Stephen Mungu Mwangi v Republic [2004] KEHC 870 (KLR) | Attempted Robbery With Violence | Esheria

Stephen Mungu Mwangi v Republic [2004] KEHC 870 (KLR)

Full Case Text

REPUBLIC OF KENYA IN THE HIGH COURT OF KENYA AT NAIROBI CRIMINAL DIVISION CRIMINAL APPEAL NO. 792 OF 2002

(From original conviction(s) and Sentence(s) in Criminal case No. 2921 of 2001 of the Senior Principal Magistrate’s Court at Kibera (Ms. Mwangi – P.M.)

STEPHEN MUNGU MWANGI….………………….………..APPELLANT

VERSUS

REPUBLIC…………………… …………………………....RESPONDENT

J U D G M E N T

The Appellant, STEPHEN MUNGU MWANGI was found guilty and convicted of one count of ATTEMPTED ROBBERY WITH VIOLENCE contrary to Section 297(2) of Penal Code. One count of BEING IN POSSESSION OF A FIREARM WITHOUT A FIREARM CERTIFICATE contrary to Section 4(2) of the Firearms Act and one count of BEING IN POSSESSION OF AMMUNITION WITHOUT A FIREARMS CERTIFICATE contrary toSection 4(2) of the Firearms Act. He was sentenced to death in the first count and to 4 years and 2 years respectively in counts 2 and 3. being aggrieved by the conviction and sentence the Appellant lodged this Appeal. When the Appeal came up for hearing,MR. OGETII learned counsel for the state informed the court that he was conceding to the Appeal. He submitted that part of the Prosecution witness were lead in evidence by Cpl. KARICIITHO.

[Stored dataset items]

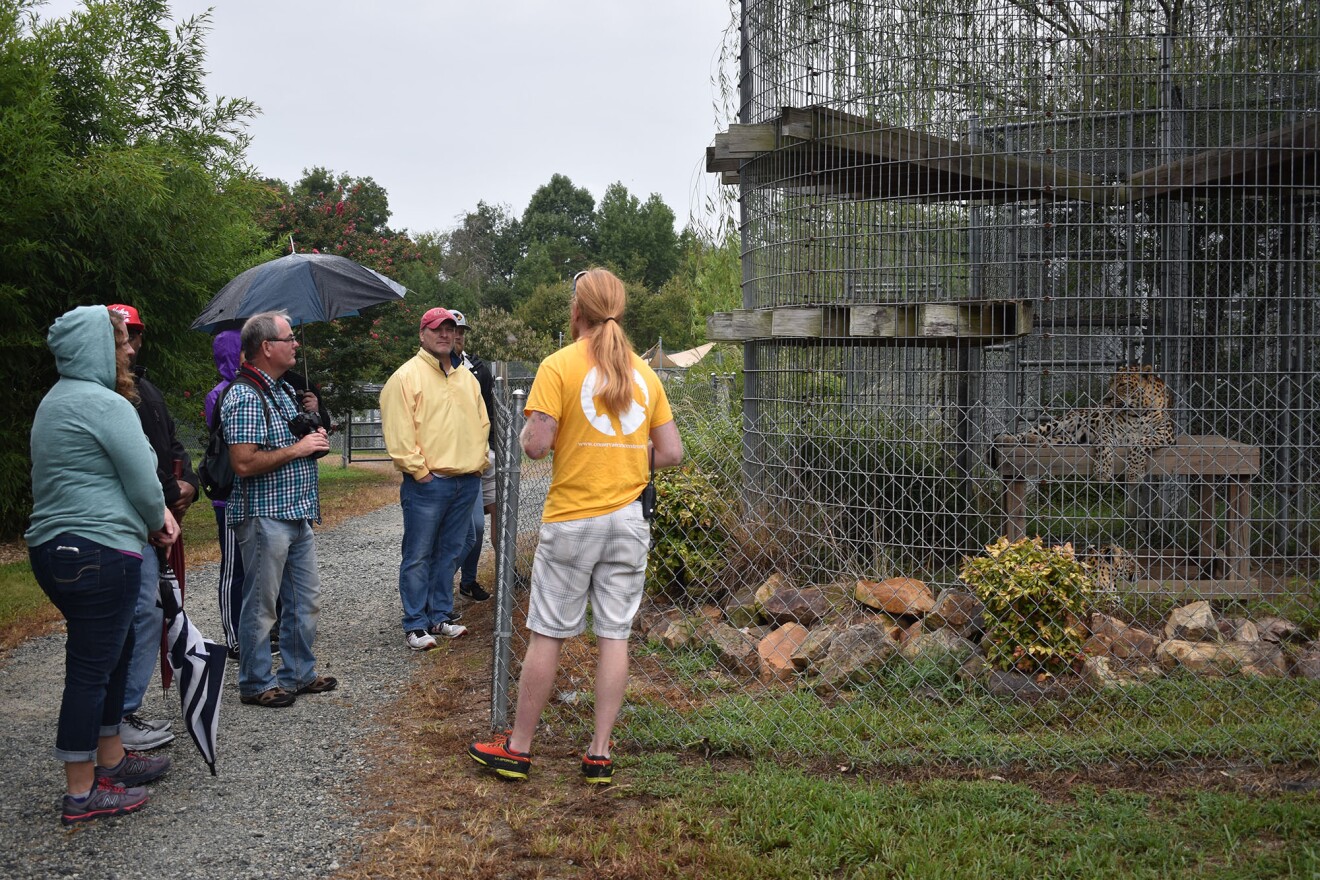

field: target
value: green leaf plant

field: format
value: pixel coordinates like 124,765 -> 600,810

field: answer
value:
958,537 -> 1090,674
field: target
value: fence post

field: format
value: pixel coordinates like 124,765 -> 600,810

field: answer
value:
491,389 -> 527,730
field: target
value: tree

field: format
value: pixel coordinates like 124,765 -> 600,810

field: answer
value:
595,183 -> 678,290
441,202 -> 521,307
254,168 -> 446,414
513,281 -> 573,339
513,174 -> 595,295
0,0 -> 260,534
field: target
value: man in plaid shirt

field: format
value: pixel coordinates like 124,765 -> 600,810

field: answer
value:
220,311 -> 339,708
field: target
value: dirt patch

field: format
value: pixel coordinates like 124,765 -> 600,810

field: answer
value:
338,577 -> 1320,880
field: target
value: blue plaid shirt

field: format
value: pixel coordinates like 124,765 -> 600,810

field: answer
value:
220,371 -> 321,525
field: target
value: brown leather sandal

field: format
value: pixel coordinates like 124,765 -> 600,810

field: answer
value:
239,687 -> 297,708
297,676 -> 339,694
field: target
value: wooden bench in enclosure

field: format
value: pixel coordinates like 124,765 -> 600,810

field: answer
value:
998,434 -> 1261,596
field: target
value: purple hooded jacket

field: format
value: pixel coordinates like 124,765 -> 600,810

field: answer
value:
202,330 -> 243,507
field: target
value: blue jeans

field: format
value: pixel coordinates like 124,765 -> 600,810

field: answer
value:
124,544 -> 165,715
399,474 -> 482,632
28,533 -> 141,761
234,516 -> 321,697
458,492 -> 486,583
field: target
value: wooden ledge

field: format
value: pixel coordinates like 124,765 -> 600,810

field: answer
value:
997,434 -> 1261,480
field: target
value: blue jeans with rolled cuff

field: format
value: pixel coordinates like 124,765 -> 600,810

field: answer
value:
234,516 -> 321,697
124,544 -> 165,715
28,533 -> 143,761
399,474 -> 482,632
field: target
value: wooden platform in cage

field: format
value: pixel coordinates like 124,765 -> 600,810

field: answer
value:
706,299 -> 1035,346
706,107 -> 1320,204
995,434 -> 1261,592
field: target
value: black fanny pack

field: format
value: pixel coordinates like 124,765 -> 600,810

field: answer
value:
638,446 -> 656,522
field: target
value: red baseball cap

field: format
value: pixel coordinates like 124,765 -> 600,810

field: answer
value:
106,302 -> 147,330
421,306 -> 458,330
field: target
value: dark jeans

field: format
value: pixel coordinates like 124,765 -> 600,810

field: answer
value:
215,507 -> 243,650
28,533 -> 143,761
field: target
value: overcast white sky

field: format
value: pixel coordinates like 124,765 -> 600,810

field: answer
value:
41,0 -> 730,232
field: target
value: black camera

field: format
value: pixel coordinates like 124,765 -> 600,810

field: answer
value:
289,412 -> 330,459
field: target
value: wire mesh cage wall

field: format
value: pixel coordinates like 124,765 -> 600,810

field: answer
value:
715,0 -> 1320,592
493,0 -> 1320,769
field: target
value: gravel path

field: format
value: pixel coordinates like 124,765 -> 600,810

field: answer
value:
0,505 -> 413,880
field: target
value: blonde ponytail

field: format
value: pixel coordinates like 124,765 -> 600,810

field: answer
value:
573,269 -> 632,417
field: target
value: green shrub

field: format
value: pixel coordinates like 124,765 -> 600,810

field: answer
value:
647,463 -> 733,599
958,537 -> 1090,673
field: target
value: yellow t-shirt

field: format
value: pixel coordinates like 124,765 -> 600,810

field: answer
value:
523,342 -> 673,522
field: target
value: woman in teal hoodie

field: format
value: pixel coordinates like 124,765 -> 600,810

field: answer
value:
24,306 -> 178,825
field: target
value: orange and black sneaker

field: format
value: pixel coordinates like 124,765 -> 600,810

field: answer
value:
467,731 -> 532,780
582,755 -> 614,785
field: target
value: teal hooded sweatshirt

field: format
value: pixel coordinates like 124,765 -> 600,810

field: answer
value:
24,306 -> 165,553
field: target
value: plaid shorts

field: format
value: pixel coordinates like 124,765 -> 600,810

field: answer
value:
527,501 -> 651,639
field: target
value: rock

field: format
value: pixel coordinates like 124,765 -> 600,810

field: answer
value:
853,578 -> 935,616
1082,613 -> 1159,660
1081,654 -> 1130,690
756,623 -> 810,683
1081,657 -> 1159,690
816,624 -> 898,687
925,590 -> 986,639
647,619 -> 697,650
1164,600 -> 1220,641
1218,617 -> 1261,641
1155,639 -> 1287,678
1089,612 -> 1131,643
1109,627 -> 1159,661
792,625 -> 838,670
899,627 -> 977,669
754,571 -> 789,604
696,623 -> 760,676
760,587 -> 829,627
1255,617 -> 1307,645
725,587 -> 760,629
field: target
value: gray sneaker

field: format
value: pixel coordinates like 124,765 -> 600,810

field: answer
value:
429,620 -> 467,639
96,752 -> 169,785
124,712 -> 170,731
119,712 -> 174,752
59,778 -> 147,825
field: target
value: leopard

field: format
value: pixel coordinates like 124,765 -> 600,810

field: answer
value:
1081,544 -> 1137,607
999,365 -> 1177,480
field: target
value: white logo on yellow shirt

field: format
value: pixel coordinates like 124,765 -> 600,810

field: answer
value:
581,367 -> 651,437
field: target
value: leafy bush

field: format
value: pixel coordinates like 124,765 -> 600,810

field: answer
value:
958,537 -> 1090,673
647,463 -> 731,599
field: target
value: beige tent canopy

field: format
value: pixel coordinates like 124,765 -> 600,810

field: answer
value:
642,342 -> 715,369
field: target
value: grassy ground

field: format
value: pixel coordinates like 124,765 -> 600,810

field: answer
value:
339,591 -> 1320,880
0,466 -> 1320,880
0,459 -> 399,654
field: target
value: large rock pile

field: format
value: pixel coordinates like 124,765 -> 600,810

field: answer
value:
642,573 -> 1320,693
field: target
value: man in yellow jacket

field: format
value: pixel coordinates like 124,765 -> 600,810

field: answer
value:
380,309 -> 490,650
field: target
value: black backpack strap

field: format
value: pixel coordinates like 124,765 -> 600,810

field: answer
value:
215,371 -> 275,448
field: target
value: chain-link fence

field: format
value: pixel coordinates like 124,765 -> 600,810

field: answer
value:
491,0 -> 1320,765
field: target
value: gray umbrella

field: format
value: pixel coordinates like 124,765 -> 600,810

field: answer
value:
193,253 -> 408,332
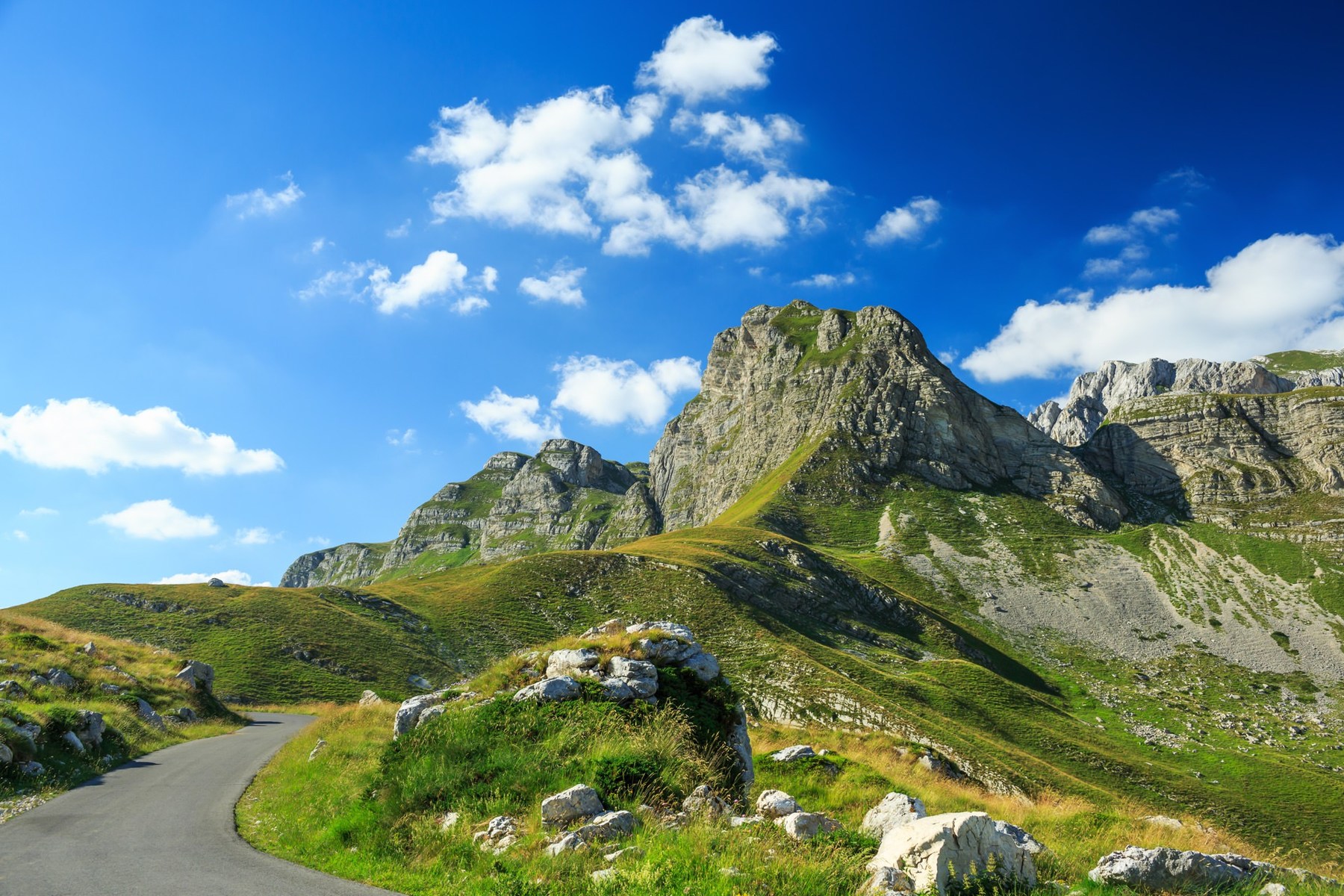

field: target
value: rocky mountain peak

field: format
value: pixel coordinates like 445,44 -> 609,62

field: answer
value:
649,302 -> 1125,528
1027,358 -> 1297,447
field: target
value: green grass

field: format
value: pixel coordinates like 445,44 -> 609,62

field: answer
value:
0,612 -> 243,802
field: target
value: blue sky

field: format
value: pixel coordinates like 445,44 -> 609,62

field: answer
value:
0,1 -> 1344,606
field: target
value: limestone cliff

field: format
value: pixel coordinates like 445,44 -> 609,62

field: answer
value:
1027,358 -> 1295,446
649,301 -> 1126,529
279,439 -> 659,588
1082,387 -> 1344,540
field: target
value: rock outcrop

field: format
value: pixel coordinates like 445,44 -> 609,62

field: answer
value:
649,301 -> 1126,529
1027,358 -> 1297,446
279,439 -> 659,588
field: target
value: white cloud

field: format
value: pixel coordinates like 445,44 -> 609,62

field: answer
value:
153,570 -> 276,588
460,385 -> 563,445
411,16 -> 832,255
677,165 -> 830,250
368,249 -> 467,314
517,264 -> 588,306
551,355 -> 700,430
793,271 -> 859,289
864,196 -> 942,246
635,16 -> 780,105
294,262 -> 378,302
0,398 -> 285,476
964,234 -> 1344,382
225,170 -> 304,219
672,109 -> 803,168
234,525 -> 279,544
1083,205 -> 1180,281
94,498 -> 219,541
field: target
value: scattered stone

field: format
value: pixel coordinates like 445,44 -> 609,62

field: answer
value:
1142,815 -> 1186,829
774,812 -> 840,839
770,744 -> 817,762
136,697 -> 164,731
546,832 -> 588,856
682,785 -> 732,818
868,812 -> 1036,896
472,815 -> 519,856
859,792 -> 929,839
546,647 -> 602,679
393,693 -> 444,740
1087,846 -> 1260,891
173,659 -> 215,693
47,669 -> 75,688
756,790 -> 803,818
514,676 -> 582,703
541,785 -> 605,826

Given problem — According to the judgment, what sentence did the appellant receive on the first count?

Result for this task — He was sentenced to death.